Assignment: Your result should be the lines holding the word "segment", copied from the entries below.
-- Task input follows --
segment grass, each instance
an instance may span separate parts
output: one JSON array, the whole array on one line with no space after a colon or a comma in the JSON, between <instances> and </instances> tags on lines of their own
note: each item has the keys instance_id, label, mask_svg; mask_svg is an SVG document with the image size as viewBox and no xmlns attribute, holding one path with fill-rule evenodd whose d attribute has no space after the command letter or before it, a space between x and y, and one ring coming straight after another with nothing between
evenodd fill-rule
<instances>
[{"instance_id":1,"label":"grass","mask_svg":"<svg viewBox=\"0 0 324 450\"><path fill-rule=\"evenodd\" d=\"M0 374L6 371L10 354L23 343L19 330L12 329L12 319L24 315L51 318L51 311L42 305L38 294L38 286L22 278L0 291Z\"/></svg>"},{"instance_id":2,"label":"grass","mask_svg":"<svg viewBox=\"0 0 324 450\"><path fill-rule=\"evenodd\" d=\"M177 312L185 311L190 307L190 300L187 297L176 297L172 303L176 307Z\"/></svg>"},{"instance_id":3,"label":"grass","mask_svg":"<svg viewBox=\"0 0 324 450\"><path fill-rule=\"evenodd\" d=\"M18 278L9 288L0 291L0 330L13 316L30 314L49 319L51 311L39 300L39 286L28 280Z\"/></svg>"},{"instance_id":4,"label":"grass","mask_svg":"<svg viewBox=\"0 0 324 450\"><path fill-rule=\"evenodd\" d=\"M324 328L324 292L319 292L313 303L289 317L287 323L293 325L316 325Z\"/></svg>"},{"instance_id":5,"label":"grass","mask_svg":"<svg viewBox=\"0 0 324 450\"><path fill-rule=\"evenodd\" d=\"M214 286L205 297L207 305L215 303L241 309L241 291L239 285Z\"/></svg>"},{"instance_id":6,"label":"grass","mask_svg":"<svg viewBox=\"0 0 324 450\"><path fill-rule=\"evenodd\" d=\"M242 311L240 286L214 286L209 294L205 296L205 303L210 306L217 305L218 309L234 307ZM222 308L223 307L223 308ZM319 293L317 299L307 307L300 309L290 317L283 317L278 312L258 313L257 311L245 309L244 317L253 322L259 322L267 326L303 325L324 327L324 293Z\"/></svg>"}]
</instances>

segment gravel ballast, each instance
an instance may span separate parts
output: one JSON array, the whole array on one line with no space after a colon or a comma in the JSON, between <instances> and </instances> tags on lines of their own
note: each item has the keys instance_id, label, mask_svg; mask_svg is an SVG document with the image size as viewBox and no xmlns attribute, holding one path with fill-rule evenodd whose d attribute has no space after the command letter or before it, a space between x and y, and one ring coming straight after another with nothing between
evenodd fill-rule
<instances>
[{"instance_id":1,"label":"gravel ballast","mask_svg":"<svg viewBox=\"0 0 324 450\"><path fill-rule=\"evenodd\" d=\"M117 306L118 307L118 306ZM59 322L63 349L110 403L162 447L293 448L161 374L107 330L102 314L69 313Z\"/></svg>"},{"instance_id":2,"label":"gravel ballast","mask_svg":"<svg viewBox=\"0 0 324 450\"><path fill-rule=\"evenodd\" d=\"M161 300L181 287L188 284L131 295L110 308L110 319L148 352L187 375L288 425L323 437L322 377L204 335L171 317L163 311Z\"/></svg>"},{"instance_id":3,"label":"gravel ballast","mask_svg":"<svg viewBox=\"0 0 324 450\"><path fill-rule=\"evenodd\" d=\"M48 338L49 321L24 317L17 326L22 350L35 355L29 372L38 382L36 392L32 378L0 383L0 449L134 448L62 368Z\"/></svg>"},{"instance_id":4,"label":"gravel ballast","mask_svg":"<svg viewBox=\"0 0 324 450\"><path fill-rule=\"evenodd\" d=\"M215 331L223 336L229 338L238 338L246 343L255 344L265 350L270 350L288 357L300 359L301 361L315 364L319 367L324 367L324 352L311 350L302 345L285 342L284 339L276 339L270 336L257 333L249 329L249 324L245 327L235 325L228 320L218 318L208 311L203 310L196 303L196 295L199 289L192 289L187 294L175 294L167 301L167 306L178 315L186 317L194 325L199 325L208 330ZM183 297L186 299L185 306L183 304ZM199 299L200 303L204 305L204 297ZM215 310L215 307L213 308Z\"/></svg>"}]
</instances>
-- Task input concluded --
Task solution:
segment grass, each instance
segment gravel ballast, each instance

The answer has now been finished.